Return every line of the data below that contains the word "ceiling".

START Record list

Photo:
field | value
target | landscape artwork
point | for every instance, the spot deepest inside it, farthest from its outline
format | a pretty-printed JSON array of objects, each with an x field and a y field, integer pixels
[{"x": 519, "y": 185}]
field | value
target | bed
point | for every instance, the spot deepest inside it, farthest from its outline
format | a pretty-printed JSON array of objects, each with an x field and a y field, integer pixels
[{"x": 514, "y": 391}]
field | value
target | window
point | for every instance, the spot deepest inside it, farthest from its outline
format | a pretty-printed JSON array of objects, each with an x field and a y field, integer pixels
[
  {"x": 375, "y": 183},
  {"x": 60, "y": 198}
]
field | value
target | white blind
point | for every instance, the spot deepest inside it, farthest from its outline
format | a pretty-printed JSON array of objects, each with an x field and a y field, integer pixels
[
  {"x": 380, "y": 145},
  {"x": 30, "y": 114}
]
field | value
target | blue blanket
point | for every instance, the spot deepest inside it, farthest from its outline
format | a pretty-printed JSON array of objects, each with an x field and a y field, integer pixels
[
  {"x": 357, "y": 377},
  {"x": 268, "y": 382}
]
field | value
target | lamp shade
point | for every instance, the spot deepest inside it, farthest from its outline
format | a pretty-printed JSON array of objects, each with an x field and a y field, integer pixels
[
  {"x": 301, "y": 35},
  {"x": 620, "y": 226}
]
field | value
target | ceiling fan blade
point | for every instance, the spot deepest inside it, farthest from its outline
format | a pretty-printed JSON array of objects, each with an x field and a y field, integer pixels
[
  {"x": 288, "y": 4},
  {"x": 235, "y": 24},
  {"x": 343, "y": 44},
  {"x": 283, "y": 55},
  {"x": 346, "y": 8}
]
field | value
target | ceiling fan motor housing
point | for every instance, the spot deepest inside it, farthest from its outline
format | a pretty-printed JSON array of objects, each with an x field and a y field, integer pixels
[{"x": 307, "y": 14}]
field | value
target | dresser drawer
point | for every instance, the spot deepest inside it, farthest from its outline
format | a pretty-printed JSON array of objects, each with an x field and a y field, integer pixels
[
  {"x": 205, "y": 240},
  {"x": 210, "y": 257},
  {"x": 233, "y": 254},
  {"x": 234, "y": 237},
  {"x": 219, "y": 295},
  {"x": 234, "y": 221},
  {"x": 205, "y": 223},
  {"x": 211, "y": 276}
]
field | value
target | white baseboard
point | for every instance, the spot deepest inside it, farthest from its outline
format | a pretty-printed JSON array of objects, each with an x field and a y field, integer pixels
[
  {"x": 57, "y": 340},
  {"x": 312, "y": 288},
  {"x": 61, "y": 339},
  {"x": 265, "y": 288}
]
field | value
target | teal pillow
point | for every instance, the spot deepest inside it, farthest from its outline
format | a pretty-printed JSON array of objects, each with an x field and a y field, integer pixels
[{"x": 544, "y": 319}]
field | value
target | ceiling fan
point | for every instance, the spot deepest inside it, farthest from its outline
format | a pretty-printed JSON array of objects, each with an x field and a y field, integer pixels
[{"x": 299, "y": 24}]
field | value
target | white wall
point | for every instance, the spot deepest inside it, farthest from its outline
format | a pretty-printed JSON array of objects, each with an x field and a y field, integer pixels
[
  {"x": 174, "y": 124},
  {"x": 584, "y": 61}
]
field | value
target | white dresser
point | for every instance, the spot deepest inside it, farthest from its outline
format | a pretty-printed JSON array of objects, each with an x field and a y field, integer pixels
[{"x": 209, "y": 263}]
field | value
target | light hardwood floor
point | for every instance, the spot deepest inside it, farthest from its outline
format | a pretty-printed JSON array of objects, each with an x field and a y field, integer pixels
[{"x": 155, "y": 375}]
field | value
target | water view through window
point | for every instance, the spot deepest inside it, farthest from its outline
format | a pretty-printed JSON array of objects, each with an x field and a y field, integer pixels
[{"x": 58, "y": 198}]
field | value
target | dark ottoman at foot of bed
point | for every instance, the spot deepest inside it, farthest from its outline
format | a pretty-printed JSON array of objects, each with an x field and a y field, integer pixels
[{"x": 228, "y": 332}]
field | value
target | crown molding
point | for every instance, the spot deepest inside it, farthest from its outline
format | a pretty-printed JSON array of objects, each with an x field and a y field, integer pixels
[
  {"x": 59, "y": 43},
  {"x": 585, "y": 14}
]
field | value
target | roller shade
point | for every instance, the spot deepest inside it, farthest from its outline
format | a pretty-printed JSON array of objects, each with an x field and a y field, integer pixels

END Record list

▸ Answer to the task:
target | ceiling fan blade
target | ceiling fan motor housing
target | ceiling fan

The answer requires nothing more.